TEKS BACAAN =
=-=-=

Menjadi Da'i yang Menggugah
Pada Sabtu (26/11/2022), untuk materi kedua "Menjadi Da'i Profesional dan Menggugah", panitia menghadirkan Prof. Dr. KH. Satori Ismail (Ketua Umum Ikatan Da'i Indonesia, IKADI) sebagai narasumber. Sebagai salah satu peserta pada forum yang dihadiri oleh 100-an lebih peserta dari berbagai kota/kabupaten sekaligus organisasi atau lembaga Se-Ciayumajakuning ini, saya mencatat poin materi Prof. Satori. Tentu saya hanya mencatat dan mengelaborasi sesuai kemampuan saya yang sangat terbatas dan butuh banyak belajar.
Menurut Prof. Syatori, da'i dalam beragam macamnya, baik penceramah maupun khotib mesti memiliki dan memperhatikan hal berikut. Pertama, keyakinan pada kebenaran. Dai mesti yakin dengan materi dakwahnya. Ia tidak menyampaikan konten dakwah yang tidak ia yakini kebenarannya. Karena itu, sebelum menjadi da'i yang hendak berdakwah maka sang da'i mesti benar-benar yakin bahwa apa yang ia sampaikan itu benar berdasarkan aturan Allah, bukan berdasarkan hawa nafsunya. Keyakinan yang kuat pada kebenaran Islam akan memudahkan langkahnya dalam berdakwah.

=-=-=

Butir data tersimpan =
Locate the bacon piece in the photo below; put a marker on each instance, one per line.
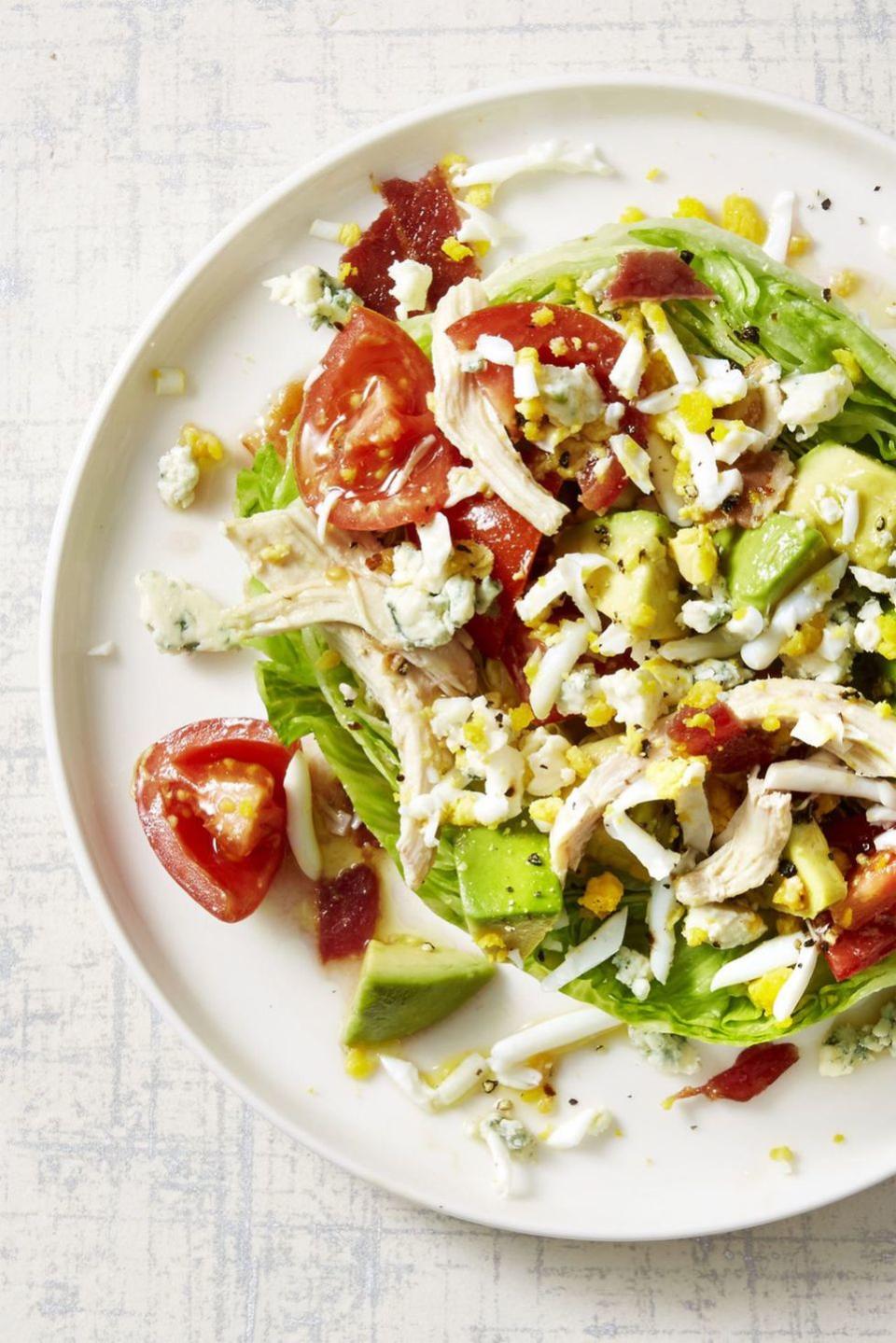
(766, 481)
(654, 275)
(347, 912)
(416, 219)
(728, 744)
(751, 1073)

=-=-=

KERJAKAN TUGAS BERIKUT =
(a) Tampilkan kembali semua baris catatan butir data tersimpan persis seperti aslinya, tetapi jangan sertakan gambarnya.
(b) Teruskan teks tentang menjadi da'i yang menggugah, mulai setelah kalimat terakhir yang tercantum.
Teks dan catatan di atas tidak saling berhubungan.

KUNCI JAWABAN LATIHAN =
(a)
Locate the bacon piece in the photo below; put a marker on each instance, one per line.
(766, 481)
(654, 275)
(347, 912)
(416, 219)
(728, 744)
(751, 1073)

(b)
Kedua, percaya diri dan ikhlas kepada Allah. Percaya diri juga penting untuk dimiliki oleh para da'i. Rasa percaya diri akan timbul manakala sang da'i mendasarkan aktivitas dakwahnya pada niat yang baik dan benar. Ia mesti percaya bahwa ia menjalankan dakwah pada jalan Allah dan sesuai dengan aturan Allah dan rasul-Nya. Atas dasar itulah, da'i mesti selalu berupaya menautkan semua aktivitas dakwahnya kepada Allah semata, bukan untuk kepentingan duniawi dirinya. Kemampuan da'i sangatlah terbatas, baik ilmu maupun kemampuan teknik dakwahnya.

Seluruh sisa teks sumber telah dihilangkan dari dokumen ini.